Take the line that contains "Objective: a point on each instance of the man's ear" as the first line and the last line of the material below as the final one; reproduce exactly the lines between, inclusive.

— START OF INPUT ROWS —

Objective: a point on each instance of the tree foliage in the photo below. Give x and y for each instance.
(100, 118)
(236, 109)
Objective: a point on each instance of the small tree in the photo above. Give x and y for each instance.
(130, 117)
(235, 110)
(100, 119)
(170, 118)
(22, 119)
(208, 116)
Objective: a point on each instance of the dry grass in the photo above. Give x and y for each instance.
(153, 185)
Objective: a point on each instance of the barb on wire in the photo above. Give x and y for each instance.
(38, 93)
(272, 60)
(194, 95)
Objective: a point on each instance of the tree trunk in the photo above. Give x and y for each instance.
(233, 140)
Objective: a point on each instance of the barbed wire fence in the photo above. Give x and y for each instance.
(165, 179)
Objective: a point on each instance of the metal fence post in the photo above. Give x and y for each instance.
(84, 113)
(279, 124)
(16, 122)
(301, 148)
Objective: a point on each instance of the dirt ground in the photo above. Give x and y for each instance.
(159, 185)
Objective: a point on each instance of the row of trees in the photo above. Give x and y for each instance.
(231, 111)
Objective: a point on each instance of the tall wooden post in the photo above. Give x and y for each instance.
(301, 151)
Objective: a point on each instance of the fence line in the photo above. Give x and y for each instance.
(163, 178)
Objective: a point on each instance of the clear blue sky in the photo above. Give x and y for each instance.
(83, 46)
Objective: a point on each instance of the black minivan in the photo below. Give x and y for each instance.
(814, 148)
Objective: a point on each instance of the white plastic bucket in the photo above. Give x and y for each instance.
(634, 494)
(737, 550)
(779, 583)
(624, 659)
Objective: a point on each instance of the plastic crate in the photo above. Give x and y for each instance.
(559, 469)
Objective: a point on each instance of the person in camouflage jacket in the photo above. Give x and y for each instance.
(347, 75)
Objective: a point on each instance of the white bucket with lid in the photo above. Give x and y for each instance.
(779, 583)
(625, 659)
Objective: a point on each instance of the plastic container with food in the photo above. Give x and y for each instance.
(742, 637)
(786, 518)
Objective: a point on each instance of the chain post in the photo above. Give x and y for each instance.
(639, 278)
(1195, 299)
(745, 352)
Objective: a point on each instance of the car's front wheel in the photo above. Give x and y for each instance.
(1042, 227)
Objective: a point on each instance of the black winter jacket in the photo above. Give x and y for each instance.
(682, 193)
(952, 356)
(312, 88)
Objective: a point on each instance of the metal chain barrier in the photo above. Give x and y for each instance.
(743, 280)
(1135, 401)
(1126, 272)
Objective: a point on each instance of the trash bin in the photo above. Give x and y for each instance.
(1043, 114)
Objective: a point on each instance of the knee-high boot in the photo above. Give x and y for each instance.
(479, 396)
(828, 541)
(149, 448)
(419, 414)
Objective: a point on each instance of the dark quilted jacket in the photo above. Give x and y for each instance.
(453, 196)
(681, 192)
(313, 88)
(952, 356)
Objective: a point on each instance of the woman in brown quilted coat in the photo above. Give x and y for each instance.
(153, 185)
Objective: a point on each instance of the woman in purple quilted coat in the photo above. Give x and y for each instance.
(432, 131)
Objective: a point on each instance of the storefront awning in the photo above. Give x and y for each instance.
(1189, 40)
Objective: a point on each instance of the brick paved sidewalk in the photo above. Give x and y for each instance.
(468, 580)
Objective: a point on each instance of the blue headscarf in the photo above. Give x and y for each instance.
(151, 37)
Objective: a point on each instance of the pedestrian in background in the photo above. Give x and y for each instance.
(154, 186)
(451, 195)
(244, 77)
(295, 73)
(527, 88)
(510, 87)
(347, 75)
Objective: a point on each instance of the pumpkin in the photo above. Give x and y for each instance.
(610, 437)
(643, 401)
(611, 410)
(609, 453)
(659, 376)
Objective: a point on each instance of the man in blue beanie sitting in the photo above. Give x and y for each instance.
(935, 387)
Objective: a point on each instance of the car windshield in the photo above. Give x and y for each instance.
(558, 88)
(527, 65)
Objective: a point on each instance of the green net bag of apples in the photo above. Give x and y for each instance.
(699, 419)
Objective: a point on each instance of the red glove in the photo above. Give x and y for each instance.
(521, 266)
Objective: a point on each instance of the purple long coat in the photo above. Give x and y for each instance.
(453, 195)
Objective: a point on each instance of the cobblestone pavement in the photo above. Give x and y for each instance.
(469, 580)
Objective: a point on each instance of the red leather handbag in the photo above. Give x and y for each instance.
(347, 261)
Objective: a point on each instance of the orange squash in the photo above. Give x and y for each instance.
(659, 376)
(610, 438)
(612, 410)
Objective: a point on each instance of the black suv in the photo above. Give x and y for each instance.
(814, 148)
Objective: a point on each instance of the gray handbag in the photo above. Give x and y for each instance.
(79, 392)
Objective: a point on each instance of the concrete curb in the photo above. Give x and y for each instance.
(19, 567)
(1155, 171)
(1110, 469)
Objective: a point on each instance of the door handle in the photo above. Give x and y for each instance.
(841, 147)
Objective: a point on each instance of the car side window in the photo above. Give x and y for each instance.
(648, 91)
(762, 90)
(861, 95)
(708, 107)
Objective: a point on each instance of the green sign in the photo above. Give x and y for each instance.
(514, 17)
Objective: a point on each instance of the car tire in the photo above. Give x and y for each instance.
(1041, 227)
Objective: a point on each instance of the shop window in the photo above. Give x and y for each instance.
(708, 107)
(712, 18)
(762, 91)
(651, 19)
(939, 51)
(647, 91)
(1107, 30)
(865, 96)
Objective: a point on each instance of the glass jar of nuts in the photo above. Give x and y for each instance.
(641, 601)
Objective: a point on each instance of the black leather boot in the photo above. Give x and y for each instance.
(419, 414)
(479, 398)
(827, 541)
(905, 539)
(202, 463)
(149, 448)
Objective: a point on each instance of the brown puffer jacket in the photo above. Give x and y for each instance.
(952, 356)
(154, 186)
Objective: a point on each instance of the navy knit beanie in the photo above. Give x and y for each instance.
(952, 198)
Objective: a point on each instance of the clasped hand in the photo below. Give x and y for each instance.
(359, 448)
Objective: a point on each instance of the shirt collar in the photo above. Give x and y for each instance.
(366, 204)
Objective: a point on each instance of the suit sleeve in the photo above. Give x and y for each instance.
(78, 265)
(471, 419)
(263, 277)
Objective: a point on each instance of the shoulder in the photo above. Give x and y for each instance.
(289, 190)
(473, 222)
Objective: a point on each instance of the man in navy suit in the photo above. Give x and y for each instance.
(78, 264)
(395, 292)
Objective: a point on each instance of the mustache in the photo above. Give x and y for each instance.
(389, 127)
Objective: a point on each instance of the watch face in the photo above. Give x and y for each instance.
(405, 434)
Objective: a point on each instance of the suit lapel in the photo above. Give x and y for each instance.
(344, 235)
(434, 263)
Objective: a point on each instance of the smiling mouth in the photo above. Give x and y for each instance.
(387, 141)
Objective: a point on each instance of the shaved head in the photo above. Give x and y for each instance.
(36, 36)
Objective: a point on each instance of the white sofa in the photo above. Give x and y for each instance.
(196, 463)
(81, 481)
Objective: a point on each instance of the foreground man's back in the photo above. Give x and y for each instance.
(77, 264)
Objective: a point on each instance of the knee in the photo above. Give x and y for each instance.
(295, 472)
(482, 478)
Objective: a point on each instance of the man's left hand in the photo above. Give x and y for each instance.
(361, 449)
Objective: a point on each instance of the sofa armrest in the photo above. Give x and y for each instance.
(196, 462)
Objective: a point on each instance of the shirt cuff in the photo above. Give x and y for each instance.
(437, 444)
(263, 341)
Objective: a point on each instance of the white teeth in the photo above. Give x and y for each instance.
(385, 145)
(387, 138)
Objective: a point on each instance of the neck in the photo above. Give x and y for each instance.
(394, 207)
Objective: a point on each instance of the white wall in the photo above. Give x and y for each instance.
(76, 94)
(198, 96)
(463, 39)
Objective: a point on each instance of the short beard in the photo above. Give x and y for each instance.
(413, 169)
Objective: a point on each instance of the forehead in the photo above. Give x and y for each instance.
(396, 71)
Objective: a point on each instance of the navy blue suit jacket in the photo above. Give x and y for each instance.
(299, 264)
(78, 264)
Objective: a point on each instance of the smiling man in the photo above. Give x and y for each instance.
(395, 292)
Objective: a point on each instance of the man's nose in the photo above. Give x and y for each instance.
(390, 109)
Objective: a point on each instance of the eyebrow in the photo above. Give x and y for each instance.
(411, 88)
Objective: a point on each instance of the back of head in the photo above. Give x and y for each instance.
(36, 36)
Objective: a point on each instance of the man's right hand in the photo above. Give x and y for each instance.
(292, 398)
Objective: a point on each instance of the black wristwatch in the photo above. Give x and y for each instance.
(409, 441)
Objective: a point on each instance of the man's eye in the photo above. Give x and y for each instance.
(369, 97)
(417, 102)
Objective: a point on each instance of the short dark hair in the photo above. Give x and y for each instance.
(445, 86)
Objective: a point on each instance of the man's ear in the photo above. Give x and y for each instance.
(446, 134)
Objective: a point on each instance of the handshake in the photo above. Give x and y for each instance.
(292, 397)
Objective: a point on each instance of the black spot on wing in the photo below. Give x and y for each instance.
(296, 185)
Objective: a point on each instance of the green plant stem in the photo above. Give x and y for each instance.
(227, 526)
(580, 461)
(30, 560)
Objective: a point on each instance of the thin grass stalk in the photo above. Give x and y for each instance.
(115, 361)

— END OF INPUT ROWS —

* SOLUTION FOR THIS EXERCISE *
Objective: a point on each instance of the man's ear in the photo above. Give x and y for each instance.
(446, 134)
Objective: a point on each instance of the handshake in the photo above. Give x and y for each instance.
(292, 397)
Objective: a point on each instance of the black spot on wing in the photo below. Give x and y for each instance.
(296, 185)
Objective: a point on each instance of the green plant stem in the photo above. Give x and y for each instance.
(227, 526)
(580, 461)
(30, 560)
Objective: a point on each instance of the thin grass stalk in the photo above. Give x and y for each instance.
(115, 361)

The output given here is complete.